**THE TASK**: Go through the data below and return each line containing the word "whisker".

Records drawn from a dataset
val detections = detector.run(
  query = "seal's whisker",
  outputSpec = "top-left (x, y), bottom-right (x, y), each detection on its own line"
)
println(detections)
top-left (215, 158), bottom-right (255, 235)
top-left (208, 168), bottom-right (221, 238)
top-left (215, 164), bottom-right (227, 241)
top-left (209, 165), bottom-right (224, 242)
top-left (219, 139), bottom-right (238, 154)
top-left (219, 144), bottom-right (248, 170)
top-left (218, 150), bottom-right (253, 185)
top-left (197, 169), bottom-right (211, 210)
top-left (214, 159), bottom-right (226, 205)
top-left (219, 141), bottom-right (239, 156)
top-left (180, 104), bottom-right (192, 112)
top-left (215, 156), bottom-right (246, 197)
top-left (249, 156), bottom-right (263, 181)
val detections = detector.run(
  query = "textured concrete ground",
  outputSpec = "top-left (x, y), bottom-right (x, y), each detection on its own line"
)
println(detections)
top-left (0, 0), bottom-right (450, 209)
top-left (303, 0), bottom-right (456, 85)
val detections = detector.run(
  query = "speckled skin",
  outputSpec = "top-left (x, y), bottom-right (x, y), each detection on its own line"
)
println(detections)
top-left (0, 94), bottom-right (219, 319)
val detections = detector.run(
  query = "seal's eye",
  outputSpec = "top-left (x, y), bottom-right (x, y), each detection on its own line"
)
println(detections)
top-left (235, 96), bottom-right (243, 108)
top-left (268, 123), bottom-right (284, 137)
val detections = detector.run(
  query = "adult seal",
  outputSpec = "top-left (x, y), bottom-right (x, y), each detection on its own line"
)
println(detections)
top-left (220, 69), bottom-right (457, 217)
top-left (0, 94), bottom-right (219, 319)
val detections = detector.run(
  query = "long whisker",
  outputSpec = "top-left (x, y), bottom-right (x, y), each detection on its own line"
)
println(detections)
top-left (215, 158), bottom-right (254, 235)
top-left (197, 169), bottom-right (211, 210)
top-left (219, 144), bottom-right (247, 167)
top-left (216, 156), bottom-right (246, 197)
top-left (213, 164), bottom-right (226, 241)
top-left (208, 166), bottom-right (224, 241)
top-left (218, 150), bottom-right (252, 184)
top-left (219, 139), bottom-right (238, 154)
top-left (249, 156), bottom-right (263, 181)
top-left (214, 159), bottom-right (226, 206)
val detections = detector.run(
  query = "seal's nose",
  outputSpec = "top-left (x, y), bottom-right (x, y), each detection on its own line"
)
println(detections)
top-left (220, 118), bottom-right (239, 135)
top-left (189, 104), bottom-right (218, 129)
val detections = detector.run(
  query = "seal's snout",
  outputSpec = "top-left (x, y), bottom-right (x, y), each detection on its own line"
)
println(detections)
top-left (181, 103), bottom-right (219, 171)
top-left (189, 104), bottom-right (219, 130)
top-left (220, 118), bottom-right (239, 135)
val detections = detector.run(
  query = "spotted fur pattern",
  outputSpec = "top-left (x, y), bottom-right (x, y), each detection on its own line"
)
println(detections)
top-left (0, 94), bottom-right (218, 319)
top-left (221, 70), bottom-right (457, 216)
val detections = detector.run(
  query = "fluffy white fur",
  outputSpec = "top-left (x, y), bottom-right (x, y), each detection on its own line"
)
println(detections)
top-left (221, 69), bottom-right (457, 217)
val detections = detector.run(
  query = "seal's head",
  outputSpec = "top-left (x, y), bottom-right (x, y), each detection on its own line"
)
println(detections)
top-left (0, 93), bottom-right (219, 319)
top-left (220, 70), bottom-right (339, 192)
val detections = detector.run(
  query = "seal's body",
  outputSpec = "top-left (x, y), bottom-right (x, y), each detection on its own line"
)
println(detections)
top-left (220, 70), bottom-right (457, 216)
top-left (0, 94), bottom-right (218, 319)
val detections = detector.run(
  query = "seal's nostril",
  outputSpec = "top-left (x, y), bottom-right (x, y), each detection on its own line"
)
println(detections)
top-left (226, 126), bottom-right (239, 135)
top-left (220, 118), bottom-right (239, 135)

**EXERCISE RESPONSE**:
  query = "seal's whisker",
  query = "long whisker",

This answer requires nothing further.